Entries taken from a collection
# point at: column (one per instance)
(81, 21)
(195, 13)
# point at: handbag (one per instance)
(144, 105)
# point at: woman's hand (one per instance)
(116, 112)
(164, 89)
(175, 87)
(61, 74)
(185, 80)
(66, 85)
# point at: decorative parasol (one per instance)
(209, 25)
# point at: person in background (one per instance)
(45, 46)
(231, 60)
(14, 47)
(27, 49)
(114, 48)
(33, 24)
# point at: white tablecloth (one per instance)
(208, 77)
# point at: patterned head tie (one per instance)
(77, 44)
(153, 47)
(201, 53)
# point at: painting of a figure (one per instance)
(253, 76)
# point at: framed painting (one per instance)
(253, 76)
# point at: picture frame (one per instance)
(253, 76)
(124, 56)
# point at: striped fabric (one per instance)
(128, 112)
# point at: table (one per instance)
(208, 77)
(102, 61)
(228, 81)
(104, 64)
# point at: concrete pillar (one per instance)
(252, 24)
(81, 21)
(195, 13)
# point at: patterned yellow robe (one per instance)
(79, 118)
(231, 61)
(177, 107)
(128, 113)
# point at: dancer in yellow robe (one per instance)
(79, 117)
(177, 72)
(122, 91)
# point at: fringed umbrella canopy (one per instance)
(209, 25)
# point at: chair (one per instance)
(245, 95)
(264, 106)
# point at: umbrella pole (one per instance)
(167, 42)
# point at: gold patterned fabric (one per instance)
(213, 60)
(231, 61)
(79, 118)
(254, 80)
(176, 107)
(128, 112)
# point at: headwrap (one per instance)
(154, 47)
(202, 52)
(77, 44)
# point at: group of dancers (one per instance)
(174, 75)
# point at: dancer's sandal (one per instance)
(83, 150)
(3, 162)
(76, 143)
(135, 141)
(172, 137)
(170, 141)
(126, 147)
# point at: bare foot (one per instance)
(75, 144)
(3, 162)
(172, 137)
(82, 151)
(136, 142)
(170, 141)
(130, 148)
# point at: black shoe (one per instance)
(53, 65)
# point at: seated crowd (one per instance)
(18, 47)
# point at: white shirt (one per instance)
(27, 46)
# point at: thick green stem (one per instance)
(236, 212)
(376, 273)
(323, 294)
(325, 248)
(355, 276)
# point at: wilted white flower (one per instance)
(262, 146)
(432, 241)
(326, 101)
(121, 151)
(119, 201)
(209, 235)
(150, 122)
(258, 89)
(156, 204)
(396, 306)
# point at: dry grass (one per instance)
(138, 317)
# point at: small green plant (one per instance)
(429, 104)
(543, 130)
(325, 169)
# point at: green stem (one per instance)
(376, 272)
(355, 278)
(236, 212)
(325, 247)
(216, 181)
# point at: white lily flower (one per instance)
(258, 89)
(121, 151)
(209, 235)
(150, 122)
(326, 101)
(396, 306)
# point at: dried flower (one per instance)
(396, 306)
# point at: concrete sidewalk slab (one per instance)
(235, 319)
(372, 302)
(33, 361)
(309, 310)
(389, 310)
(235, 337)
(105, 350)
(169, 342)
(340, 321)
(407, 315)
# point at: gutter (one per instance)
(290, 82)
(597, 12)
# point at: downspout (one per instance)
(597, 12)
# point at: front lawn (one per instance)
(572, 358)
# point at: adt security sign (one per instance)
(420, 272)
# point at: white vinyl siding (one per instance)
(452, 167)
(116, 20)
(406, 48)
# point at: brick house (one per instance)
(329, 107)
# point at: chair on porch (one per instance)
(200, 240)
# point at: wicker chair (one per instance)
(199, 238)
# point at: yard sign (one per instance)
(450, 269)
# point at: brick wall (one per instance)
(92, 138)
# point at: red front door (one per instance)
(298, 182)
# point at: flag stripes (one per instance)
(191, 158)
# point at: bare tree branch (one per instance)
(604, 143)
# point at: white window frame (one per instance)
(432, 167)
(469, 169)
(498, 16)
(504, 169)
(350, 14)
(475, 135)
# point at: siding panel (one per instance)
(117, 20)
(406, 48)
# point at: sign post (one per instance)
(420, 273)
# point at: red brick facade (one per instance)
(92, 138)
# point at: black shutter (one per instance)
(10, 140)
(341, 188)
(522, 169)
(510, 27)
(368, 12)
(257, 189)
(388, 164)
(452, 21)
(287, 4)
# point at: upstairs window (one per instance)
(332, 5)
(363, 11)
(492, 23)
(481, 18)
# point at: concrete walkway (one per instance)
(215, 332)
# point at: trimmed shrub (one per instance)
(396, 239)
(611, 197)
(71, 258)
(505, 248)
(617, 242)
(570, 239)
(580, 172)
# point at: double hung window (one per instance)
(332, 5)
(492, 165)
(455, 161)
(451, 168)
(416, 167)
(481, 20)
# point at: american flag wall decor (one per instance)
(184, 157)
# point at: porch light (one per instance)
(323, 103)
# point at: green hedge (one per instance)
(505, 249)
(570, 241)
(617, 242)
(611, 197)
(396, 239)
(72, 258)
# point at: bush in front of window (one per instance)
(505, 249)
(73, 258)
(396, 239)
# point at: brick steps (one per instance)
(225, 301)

* To do: Write out the records again, exactly as given.

* Response:
# point at: column (one per instance)
(81, 21)
(195, 13)
# point at: handbag (one per instance)
(144, 105)
# point at: woman's hand (one per instance)
(116, 112)
(164, 89)
(175, 87)
(61, 74)
(185, 80)
(66, 85)
# point at: decorative parasol (one per instance)
(209, 25)
# point at: person in background (one per instance)
(45, 46)
(231, 60)
(14, 47)
(27, 49)
(114, 48)
(33, 24)
# point at: white tablecloth (one per instance)
(208, 77)
# point at: patterned head tie (one per instance)
(77, 44)
(153, 47)
(201, 53)
# point at: painting of a figure (one per instance)
(253, 76)
# point at: framed painting (one per instance)
(253, 76)
# point at: picture frame (one per instance)
(253, 76)
(124, 56)
# point at: striped fabric (one per instance)
(128, 112)
# point at: table (one per instance)
(208, 77)
(102, 61)
(228, 81)
(104, 64)
# point at: concrete pillar (one per instance)
(252, 24)
(81, 21)
(195, 13)
# point at: patterned yellow robe (one per instance)
(79, 118)
(231, 61)
(177, 107)
(128, 113)
# point at: dancer in yellow robe (one per instance)
(79, 117)
(177, 72)
(122, 91)
# point at: fringed umbrella canopy (one per instance)
(209, 25)
# point at: chair (one per instance)
(245, 95)
(264, 106)
# point at: umbrella pole (one per instance)
(167, 42)
# point at: gold patterned fabric (one per instance)
(213, 60)
(231, 61)
(79, 118)
(254, 80)
(176, 107)
(128, 112)
# point at: headwrap (one per instance)
(154, 47)
(202, 52)
(77, 44)
# point at: group of dancers (one per instance)
(174, 75)
# point at: dancer's sandal (one per instance)
(83, 150)
(3, 162)
(76, 143)
(135, 141)
(172, 137)
(170, 141)
(126, 147)
# point at: bare foot (one per instance)
(75, 144)
(3, 162)
(172, 137)
(82, 151)
(136, 142)
(170, 141)
(130, 148)
# point at: black shoe (one per instance)
(53, 65)
# point at: seated crowd (one per instance)
(18, 47)
# point at: white shirt (one per instance)
(27, 46)
# point at: thick green stem (one per instance)
(236, 212)
(376, 273)
(323, 294)
(325, 248)
(355, 276)
# point at: wilted white flower (one per instance)
(262, 146)
(432, 241)
(326, 101)
(121, 151)
(119, 201)
(209, 235)
(150, 122)
(258, 89)
(156, 204)
(396, 306)
# point at: dry grass (one per instance)
(138, 317)
# point at: small green plant (one per instance)
(429, 104)
(543, 130)
(325, 169)
# point at: green stem (one per instance)
(376, 272)
(355, 278)
(236, 212)
(325, 247)
(216, 181)
# point at: white lily flower (one per instance)
(258, 89)
(121, 151)
(209, 235)
(150, 122)
(326, 101)
(396, 306)
# point at: dried flower (one per instance)
(396, 306)
# point at: concrete sidewalk slab (one per instance)
(235, 319)
(372, 302)
(33, 361)
(309, 310)
(389, 310)
(235, 337)
(105, 350)
(169, 342)
(340, 321)
(407, 315)
# point at: gutter (one per instance)
(290, 82)
(597, 12)
# point at: downspout (one per instance)
(597, 12)
# point at: front lawn (one per instance)
(572, 358)
# point at: adt security sign (one per instance)
(420, 272)
# point at: white vinyl siding (one per instance)
(452, 167)
(116, 20)
(406, 48)
# point at: brick house (one per instance)
(329, 107)
# point at: chair on porch (one per instance)
(200, 240)
# point at: wicker chair (one per instance)
(199, 238)
# point at: yard sign (one per instance)
(450, 269)
# point at: brick wall (one per instance)
(92, 138)
# point at: red front door (one per instance)
(298, 182)
# point at: flag stripes (one per instance)
(191, 158)
# point at: bare tree branch (one per instance)
(604, 143)
# point at: white window frame (one per instance)
(432, 167)
(469, 169)
(498, 16)
(504, 169)
(350, 14)
(475, 135)
# point at: siding panel (one per instance)
(117, 20)
(406, 48)
# point at: sign post (one per instance)
(420, 273)
# point at: red brick facade (one per instance)
(92, 138)
# point at: black shutter (one per instance)
(10, 140)
(341, 188)
(522, 169)
(510, 27)
(368, 12)
(257, 189)
(388, 164)
(452, 21)
(287, 4)
# point at: upstairs window (one per instance)
(332, 5)
(363, 11)
(492, 23)
(481, 18)
# point at: concrete walkway (one per instance)
(215, 332)
# point at: trimmed shrub (one per instance)
(396, 239)
(611, 197)
(71, 258)
(505, 248)
(617, 242)
(570, 239)
(580, 172)
# point at: double hung window (one per instance)
(332, 5)
(492, 165)
(455, 161)
(451, 168)
(416, 167)
(481, 20)
# point at: american flag wall decor (one per instance)
(184, 157)
# point at: porch light (one per instance)
(323, 103)
# point at: green hedge (one per instance)
(505, 249)
(570, 241)
(617, 242)
(611, 197)
(396, 239)
(72, 258)
# point at: bush in front of window (one per instance)
(505, 249)
(73, 258)
(396, 239)
# point at: brick steps (one per instance)
(225, 301)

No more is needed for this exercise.